Exercise prompt >> Set down exactly the lines in the records below that run from the line with "212, row 58." to the line with "point_to(query) puts a dot on the marble column, one", inclusive, and nothing more.

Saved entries
────────────────────

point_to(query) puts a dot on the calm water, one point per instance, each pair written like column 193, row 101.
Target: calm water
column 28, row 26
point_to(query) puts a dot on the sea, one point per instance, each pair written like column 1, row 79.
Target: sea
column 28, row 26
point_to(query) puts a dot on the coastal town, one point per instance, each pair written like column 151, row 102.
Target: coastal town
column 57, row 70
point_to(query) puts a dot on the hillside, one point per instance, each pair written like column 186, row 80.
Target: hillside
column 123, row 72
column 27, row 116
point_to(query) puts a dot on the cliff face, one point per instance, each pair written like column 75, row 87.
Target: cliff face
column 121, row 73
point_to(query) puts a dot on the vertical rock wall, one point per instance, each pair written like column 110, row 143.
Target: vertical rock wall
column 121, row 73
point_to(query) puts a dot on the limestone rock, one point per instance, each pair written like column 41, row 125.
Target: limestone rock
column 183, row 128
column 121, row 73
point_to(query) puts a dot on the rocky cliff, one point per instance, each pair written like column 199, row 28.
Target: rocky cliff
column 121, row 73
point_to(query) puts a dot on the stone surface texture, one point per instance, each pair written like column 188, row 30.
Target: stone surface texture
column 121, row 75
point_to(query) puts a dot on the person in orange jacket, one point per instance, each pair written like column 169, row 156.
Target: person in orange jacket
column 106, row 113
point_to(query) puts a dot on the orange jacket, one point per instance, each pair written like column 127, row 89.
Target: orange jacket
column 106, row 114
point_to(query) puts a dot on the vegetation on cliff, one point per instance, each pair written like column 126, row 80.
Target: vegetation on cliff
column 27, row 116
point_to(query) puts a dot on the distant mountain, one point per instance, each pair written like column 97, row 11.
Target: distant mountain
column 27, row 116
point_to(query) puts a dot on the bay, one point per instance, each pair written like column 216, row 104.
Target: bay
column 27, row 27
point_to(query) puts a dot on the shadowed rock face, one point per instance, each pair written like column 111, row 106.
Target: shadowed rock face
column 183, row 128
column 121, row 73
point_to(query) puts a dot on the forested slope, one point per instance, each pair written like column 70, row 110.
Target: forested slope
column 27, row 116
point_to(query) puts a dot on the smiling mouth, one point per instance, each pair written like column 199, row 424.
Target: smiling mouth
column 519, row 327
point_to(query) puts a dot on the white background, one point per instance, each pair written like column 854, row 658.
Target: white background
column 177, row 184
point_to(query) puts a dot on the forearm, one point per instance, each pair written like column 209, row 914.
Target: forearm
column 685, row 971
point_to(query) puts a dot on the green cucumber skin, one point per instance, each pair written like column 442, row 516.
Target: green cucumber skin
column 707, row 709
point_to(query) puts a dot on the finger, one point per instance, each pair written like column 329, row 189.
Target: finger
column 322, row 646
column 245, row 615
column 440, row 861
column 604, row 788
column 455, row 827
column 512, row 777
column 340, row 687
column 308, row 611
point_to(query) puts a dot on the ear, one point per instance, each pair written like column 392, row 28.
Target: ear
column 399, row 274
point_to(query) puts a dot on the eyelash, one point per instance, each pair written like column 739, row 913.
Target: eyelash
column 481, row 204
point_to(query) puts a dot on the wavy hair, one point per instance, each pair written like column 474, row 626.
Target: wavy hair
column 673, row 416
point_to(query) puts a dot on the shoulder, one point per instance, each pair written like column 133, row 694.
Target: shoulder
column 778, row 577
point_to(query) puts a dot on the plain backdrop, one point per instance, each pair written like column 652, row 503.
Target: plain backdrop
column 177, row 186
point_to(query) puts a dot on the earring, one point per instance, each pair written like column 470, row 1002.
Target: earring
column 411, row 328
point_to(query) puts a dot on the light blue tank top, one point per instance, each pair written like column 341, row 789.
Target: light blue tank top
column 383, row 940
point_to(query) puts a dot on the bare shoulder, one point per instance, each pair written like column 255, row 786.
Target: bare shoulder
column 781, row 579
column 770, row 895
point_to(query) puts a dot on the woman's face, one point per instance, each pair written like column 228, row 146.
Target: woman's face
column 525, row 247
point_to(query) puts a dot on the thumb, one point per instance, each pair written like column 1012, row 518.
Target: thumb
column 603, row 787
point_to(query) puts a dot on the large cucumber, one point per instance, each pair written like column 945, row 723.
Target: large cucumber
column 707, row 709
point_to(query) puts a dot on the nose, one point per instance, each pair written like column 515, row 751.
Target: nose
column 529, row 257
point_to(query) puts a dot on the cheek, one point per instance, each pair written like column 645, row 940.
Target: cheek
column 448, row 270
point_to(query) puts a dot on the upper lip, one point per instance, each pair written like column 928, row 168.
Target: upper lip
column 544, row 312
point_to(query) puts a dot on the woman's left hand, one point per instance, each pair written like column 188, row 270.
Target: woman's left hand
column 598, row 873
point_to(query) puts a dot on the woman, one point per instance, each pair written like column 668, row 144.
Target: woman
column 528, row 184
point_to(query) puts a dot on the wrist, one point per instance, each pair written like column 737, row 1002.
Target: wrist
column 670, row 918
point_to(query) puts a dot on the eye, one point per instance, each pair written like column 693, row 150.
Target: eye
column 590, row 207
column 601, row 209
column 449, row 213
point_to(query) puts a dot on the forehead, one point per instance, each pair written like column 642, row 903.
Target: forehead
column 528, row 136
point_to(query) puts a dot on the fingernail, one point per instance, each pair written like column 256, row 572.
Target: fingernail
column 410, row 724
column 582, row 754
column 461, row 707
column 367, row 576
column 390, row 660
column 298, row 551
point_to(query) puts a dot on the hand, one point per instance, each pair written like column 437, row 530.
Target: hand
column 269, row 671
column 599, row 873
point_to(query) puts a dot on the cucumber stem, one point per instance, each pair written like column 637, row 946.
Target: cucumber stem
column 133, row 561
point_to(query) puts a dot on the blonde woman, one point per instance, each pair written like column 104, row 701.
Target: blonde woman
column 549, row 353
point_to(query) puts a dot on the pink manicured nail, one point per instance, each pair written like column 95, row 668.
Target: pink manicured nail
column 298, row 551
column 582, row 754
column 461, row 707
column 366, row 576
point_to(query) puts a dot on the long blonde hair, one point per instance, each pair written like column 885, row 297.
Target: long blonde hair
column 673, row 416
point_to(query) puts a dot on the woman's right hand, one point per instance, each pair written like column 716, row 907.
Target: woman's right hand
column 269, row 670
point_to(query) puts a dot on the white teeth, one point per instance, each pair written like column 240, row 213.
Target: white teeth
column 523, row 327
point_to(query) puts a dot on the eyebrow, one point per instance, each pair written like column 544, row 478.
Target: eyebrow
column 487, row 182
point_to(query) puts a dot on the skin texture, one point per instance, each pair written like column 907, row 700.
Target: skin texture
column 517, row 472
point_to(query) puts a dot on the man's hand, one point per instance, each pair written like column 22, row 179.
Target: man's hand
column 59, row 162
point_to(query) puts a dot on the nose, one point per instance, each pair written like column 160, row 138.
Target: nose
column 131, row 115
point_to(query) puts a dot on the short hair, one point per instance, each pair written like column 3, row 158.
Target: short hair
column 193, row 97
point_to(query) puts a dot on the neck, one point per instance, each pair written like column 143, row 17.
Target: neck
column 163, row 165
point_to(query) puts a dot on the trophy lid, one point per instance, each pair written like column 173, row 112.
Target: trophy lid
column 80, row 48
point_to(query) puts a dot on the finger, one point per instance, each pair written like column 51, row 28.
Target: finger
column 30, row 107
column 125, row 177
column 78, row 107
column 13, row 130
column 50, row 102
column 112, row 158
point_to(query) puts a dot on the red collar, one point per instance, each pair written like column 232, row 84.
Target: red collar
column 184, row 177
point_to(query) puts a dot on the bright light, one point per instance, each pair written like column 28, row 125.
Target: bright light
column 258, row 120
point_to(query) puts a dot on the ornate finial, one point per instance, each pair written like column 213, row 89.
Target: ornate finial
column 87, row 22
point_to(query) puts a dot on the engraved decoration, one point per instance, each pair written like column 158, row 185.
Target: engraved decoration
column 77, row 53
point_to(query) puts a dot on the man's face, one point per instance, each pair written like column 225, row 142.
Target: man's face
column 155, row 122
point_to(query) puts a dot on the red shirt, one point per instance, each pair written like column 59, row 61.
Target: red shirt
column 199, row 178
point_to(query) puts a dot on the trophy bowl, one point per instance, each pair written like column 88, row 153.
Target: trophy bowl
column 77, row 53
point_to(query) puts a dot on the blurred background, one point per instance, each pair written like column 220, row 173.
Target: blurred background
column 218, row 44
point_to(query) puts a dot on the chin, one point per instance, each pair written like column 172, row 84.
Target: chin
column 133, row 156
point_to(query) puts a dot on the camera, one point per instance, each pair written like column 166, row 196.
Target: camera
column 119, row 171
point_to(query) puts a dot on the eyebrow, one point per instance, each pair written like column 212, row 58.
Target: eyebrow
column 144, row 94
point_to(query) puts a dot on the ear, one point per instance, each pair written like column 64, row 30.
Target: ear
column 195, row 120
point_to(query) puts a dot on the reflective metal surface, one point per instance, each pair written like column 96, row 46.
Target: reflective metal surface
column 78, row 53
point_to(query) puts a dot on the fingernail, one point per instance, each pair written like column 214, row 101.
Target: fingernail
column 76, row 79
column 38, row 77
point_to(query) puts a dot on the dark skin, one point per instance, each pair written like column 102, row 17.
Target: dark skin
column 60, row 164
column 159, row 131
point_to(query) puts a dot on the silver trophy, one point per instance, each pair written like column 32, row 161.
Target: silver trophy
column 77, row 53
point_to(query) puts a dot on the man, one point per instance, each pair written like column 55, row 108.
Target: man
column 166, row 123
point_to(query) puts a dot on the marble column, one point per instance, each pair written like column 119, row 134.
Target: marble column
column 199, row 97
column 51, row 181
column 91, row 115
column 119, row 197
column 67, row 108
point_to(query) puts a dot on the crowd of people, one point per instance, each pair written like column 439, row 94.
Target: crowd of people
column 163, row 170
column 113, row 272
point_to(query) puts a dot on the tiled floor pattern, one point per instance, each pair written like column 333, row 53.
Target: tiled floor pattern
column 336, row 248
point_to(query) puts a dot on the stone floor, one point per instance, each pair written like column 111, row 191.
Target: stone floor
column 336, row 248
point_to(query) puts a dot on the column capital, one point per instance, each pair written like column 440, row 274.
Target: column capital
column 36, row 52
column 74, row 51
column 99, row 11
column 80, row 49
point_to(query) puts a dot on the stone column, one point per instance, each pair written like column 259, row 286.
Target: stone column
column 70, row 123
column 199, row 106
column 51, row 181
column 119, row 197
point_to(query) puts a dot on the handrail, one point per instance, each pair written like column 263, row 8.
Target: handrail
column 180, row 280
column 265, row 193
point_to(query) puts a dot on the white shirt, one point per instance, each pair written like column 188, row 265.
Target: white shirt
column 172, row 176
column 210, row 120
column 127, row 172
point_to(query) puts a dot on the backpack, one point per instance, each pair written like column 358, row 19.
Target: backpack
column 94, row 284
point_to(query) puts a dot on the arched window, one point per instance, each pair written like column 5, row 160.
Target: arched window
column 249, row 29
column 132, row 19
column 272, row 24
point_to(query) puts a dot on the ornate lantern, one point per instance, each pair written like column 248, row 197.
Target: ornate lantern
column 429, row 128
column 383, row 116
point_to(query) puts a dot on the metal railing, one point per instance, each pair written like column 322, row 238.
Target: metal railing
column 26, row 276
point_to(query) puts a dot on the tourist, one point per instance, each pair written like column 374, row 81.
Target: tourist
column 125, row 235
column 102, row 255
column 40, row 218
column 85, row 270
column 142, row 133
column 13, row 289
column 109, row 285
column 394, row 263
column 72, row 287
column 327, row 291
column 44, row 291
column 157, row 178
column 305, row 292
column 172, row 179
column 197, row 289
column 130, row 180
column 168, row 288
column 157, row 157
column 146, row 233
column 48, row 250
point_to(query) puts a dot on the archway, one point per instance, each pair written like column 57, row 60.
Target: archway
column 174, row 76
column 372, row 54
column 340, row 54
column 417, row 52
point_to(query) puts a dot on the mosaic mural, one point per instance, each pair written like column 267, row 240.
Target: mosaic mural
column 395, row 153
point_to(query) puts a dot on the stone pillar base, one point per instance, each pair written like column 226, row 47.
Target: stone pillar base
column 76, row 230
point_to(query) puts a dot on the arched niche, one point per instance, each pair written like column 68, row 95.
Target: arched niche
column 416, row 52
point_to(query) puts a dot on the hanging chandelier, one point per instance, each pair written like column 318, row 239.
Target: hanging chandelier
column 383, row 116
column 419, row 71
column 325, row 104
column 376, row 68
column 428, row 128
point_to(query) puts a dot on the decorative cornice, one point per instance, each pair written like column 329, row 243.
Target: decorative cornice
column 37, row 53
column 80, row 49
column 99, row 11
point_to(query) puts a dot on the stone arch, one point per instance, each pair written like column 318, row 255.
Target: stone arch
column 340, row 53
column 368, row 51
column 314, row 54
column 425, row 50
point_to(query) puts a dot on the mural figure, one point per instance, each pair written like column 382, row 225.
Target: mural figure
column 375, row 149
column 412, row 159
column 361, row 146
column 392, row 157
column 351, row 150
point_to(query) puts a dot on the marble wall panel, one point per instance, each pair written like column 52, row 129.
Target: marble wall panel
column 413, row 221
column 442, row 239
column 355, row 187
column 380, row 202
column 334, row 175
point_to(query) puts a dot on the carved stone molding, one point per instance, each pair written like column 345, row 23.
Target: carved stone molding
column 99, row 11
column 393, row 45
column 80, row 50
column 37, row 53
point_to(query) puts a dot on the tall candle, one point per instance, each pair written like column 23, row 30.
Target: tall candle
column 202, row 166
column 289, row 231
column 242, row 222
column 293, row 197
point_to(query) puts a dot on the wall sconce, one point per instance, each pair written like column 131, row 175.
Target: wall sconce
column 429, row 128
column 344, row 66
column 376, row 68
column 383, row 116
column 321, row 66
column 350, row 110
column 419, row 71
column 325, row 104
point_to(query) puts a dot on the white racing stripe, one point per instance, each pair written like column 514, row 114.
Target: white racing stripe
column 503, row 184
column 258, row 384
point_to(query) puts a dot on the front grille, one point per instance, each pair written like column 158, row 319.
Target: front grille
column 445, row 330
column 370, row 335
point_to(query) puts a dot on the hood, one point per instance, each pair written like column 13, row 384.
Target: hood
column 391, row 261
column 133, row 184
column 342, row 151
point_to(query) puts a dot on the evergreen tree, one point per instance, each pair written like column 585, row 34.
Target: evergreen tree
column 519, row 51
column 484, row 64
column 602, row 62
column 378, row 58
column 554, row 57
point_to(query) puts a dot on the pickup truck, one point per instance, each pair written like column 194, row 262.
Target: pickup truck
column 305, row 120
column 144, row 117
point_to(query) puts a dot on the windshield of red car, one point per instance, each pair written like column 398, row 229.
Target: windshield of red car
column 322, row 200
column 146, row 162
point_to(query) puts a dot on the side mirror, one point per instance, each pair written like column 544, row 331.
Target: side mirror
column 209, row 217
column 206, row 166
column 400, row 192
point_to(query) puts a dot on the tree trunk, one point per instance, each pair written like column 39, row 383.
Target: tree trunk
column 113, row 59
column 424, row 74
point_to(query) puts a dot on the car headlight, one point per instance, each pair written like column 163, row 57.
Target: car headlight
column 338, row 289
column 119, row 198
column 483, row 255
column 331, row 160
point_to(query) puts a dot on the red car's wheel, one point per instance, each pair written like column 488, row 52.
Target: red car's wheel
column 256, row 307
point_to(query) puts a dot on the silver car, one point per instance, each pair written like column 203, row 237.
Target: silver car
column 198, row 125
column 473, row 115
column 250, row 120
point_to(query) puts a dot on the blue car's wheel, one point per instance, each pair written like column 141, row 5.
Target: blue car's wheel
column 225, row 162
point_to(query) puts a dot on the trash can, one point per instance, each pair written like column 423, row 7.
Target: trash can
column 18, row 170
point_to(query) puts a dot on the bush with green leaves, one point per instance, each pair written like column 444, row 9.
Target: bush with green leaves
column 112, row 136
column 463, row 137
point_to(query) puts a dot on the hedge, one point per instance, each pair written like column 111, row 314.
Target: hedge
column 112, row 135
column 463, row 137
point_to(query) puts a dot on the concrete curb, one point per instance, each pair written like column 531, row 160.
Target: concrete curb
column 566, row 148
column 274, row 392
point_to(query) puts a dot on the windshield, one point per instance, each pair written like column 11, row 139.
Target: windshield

────────────────────

Result of this task >>
point_to(query) puts a dot on the eyebrow, one point per instance, each pair written like column 212, row 58.
Target: eyebrow
column 144, row 94
point_to(query) puts a dot on the ear, one point per instance, each pair written like column 64, row 30.
Target: ear
column 195, row 120
point_to(query) puts a dot on the reflective metal surface, one point per instance, each pair written like column 96, row 46.
Target: reflective metal surface
column 78, row 53
point_to(query) puts a dot on the fingernail, one point per instance, each pair written like column 214, row 101.
Target: fingernail
column 76, row 79
column 38, row 77
point_to(query) puts a dot on the dark skin, one point per instance, each pair written like column 102, row 17.
Target: dark skin
column 60, row 164
column 159, row 131
point_to(query) puts a dot on the silver trophy, one point per instance, each pair written like column 32, row 161.
Target: silver trophy
column 77, row 53
point_to(query) puts a dot on the man, one point per instance, each pair written like column 55, row 108.
Target: man
column 166, row 123
point_to(query) puts a dot on the marble column, one point per instance, each pair written like column 119, row 134.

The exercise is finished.